_TRY IT_. Set down the entries once more, exactly as given.

#####

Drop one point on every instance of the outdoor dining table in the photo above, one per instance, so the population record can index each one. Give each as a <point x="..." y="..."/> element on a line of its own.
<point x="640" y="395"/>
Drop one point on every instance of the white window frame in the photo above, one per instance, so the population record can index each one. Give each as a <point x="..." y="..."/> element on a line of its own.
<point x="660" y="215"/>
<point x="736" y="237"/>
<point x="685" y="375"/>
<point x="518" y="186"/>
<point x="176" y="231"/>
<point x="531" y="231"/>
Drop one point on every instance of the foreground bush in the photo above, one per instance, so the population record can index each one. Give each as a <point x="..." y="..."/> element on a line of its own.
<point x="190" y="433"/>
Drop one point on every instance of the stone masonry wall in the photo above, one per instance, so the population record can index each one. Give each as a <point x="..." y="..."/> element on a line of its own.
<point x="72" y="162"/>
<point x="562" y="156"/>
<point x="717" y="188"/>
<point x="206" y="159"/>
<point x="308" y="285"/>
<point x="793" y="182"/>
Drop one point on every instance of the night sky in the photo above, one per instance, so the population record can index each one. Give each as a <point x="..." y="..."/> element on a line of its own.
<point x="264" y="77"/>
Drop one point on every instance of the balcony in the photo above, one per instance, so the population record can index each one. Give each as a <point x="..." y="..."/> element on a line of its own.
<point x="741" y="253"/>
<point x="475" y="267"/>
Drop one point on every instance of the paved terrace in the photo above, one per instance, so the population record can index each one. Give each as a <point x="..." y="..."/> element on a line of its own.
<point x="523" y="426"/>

#####

_WRITTEN RESPONSE_.
Drop one point on every instance of the outdoor dining table in the photo above, one per instance, so the population record can index each one. Give each as a <point x="..." y="..."/> element on a line of its own.
<point x="640" y="395"/>
Drop one point on every instance of the white window frame in the photo above, one per instance, so the population record can index each one. Give each as a <point x="..." y="..."/> element on a line of its own.
<point x="660" y="215"/>
<point x="736" y="237"/>
<point x="685" y="375"/>
<point x="518" y="186"/>
<point x="176" y="231"/>
<point x="531" y="231"/>
Drop one point on every instance of the foreground bush in the photo above, one per instance, so the population record can index each one. Give each as a <point x="..." y="..."/> element on a line of its own.
<point x="190" y="433"/>
Drop one point on every instance of the stone masonry wall in the photo above, one per instance, so the population record can index each one. Give each as a <point x="..." y="..."/> element on a line of its own.
<point x="72" y="162"/>
<point x="562" y="156"/>
<point x="717" y="188"/>
<point x="206" y="159"/>
<point x="308" y="285"/>
<point x="793" y="182"/>
Drop one point on every instance of the night sky in the photo above, one per instance, so the population record can index each one. Give each as a <point x="..." y="..."/> element on a line of its own.
<point x="264" y="77"/>
Drop one point on every instance of the balcony in the photo above, one per instance, so the population record can index each one. Give each as a <point x="..." y="..."/> element on a line of its own.
<point x="741" y="253"/>
<point x="475" y="267"/>
Drop one point on every instance of the paved terrace in the photo above, one per instance, so the population record can index each one. Give each as a <point x="..." y="..."/> element on a line of its own.
<point x="523" y="426"/>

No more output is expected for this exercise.